_Source text_.
■ ■ ■ ■ ■

Nginx + Tornado ( + curl): Inflate gzipped POST request - file-upload

I have setup a server (well... two servers, but I don't think that is too relevant for this question) running Tornado (version 2.4.1) and being proxied by Nginx (version 1.4.4).
I need to periodically upload json (basically text) files to one of them through a POST request. These files would greatly benefit from gzip compression (I get compression ratios of 90% when I compress the files manually) but I don't know how to inflate them in a nice way.
Ideally, Nginx would inflate it and pass it clean an neat to Tornado... but that's not what's happening now, as you'll have probably guessed, otherwise I wouldn't be asking this question :-)
These are the relevant parts of my nginx.conf file (or the parts that I think are relevant, because I'm pretty new to Nginx and Tornado):
user borrajax;
worker_processes 1;
pid /tmp/nginx.pid;
events {
worker_connections 1024;
}
http {
include mime.types;
default_type application/octet-stream;
access_log /tmp/access.log main;
error_log /tmp/error.log;
# Basic Settings
sendfile on;
tcp_nopush on;
tcp_nodelay on;
keepalive_timeout 65;
types_hash_max_size 2048;
gzip on;
gzip_disable "msie6";
gzip_types application/json text/plain text/css application/x-javascript text/xml application/xml application/xml+rss text/javascript image/x-icon image/bmp;
gzip_http_version 1.1;
gzip_proxied expired no-cache no-store private auth;
upstream web {
server 127.0.0.1:8000;
}
upstream input {
server 127.0.0.1:8200;
}
server {
listen 80 default_server;
server_name localhost;
location / {
proxy_set_header Host $http_host;
proxy_set_header X-Real-IP $remote_addr;
proxy_pass http://web;
}
}
server {
listen 81 default_server;
server_name input.localhost;
location / {
proxy_set_header Host $http_host;
proxy_set_header X-Real-IP $remote_addr;
proxy_pass http://input;
}
}
}
As I mentioned before, there are two Tornado servers. The main one is running on localhost:8000 for the web pages and that kind of stuff. The one running on localhost:8200 is the one intended to receive those json files) This setup is working fine, except for the Gzip part.
I'd like for Nginx to inflate the gzipped requests that come to localhost:81, and forward them to the Tornado I have running on localhost:8200 (inflated)
With the configuration like this, the data reaches Tornado, but the body is still compressed, and Tornado throws an exception:
[E 140108 15:33:42 input:1085] Uncaught exception POST
/input/log?ts=1389213222 (127.0.0.1)
HTTPRequest(
protocol='http', host='192.168.0.140:81',
method='POST', uri='/input/log?&ts=1389213222',
version='HTTP/1.0', remote_ip='127.0.0.1', body='\x1f\x8b\x08\x00\x00',
headers={'Content-Length': '1325', 'Accept-Encoding': 'deflate, gzip',
'Content-Encoding': 'gzip', 'Host': '192.168.0.140:81', 'Accept': '*/*',
'User-Agent': 'curl/7.23.1 libcurl/7.23.1 OpenSSL/1.0.1c zlib/1.2.7',
'Connection': 'close', 'X-Real-Ip': '192.168.0.94',
'Content-Type': 'application/json'}
)

■ ■ ■ ■ ■

_Data extract_.

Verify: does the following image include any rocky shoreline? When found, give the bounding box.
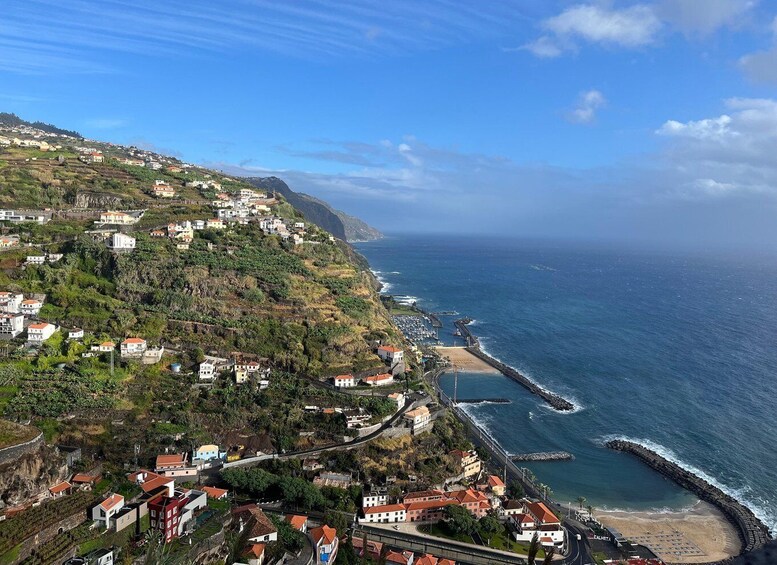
[606,440,771,553]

■ ■ ■ ■ ■

_What you have to do_. Summarize the Nginx and Tornado post above in two sentences.

_Task result_. The author runs Tornado (version 2.4.1) behind an Nginx (version 1.4.4) proxy and needs to periodically upload JSON files through POST requests, which would benefit greatly from gzip compression. The goal is for Nginx to inflate gzipped requests arriving at localhost:81 and forward them to the Tornado server on localhost:8200, but with the current configuration the body reaches Tornado still compressed and Tornado throws an exception.